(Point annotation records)

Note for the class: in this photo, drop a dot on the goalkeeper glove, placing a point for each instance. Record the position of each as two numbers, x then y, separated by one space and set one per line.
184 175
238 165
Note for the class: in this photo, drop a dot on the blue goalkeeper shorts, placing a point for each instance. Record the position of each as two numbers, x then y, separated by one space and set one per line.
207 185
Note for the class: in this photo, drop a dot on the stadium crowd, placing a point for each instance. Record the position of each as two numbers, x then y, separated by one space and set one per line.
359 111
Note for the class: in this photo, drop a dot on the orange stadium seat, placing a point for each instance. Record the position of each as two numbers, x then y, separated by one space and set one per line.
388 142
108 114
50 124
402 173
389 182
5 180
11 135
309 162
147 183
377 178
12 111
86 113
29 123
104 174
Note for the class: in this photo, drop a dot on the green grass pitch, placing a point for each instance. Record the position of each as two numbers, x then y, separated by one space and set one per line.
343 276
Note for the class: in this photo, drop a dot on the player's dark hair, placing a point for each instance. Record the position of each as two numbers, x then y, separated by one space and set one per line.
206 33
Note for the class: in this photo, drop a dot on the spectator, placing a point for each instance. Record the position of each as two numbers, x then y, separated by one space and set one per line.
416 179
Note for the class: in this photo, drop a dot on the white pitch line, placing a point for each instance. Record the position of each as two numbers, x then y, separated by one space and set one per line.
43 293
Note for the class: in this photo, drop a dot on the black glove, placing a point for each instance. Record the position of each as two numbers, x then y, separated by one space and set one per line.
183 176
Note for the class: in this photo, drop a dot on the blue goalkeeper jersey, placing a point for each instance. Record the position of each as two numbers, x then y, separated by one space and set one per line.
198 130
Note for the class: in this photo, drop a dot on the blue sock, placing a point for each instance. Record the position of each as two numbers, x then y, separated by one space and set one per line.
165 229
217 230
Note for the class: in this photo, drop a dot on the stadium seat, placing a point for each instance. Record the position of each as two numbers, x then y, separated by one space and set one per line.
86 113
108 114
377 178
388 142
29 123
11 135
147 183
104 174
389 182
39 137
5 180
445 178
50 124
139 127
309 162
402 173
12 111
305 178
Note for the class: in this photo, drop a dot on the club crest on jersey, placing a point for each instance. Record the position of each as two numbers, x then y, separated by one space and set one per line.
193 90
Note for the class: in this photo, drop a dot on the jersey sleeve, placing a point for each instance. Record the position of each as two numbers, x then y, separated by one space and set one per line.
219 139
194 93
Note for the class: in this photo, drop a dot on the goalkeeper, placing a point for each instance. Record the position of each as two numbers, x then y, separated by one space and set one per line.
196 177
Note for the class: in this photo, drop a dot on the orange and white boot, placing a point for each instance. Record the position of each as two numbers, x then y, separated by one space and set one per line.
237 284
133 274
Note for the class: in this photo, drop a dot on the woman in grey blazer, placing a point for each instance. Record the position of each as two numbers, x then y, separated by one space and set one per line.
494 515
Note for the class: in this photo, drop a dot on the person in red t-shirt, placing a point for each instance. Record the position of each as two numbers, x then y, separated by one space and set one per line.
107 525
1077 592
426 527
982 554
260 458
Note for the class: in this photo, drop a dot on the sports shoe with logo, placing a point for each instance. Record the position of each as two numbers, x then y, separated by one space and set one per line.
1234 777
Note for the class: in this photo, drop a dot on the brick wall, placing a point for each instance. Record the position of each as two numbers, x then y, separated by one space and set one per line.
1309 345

Given request:
Repeat all of the data above exactly as it appears, line for line.

Exercise response:
Note for the class: in this photo, drop a dot on the goalkeeper glove, placing a point for each instance. Record the position of each as two numbers, x then y, separated by one space and set one per line.
184 175
238 165
Note for the class: in this photo, drop a dot on the blue goalkeeper shorts, placing a point for each instance. Record the position of each as two numbers, x then y, separated by one space and set one per line.
207 185
Note for the class: in this photo, drop a dot on the stadium crowd, placing a point for each instance. Record the position of each as two numbers, x then y, separated by one space and set one per line.
359 111
Note for the class: in this photo, drop a dot on the orange stadium seat, placing a point for each instance. Record the position of each as two numbers, x then y, separated by one space and set one per line.
388 142
108 114
50 124
402 173
389 182
5 180
11 135
309 162
147 183
377 178
12 111
86 113
29 123
104 174
Note for the class: in this photo, drop a dot on the green grass pitch, placing a point for each instance. Record the position of each as two numbers, x then y, separated by one space and set one per line.
343 276
Note for the class: in this photo, drop a dot on the player's dark hair, placing a point for each instance. Record the position of each as two numbers, x then y, separated by one space and set one per line.
206 33
Note for the class: in this photo, drop a dot on the spectator, placing a point for each instance. Record the position of each as two numbers, x then y, separated by one space and set one per line.
416 179
Note for the class: in this photo, drop a dot on the white pitch line, placing a point for each instance. Record the position of each as two numbers, x then y, separated by one space and set one per line.
43 293
Note for the class: in this photo, drop a dot on the black glove, placing a point for each instance. Record the position of each as two numbers, x then y, separated by one space and set one per line.
183 176
Note for the class: in this photo, drop a dot on the blue goalkeeper jersey, placing a point for each instance. Record the position of each as two numbers, x then y, separated by one space and set one per line.
198 130
Note for the class: in this photo, drop a dot on the blue sock, placing a point for each instance. Record the position of each as two numbers, x then y, separated by one space and set one per line.
165 229
217 230
Note for the class: in this photo, drop a dot on the stadium seat, placing a point for each instance. Record the position of each as two numbers, x then y, separated by one space and set one per line.
86 113
108 114
377 178
388 142
29 123
11 135
147 183
104 174
389 182
39 137
5 180
445 178
50 124
139 127
309 162
402 173
12 111
305 178
Note for the class: in this photo, drop a dot on the club crest on jersey, placing a point for each instance. Record the position of each as two numbers, x then y, separated by one space and set one per line.
193 90
Note for the class: in this photo, drop a dot on the jersey sleeve, placing a point for each instance. Record the position of each as two numbers, x then y, separated by one space and set one per line.
219 139
194 93
Note for the class: in this photo, drop a dot on the goalkeeper, placing a point for each instance. Record the position of each as two numbers, x then y, separated by one space and set one per line.
196 177
Note for the class: in this photo, drop a dot on the orange and white boot, placing a point for each instance. Record the position of each as two numbers, x then y, separated by one space and set one per line.
237 284
133 274
Note for the class: in this photo, drop a dot on the woman in grey blazer, placing a point for each instance. Record the position of each as two numbers, x then y, separated by one space and set one per line.
494 515
Note for the class: in this photo, drop a dot on the person in red t-shirt, placing a point for each instance. Record the position of each as two numbers, x then y, separated by one space and set one per line.
107 525
1077 592
426 527
982 554
260 458
Note for the class: in this photo, drop a dot on the sports shoe with logo, placing a point for each instance. Record the position of each as two numbers, x then y, separated by one space and set one per line.
1234 777
Note for the class: in this photo, drop a dot on the brick wall, placing a point for each instance. Record the position of each as two numbers, x then y, separated by one space and set one per line.
1309 345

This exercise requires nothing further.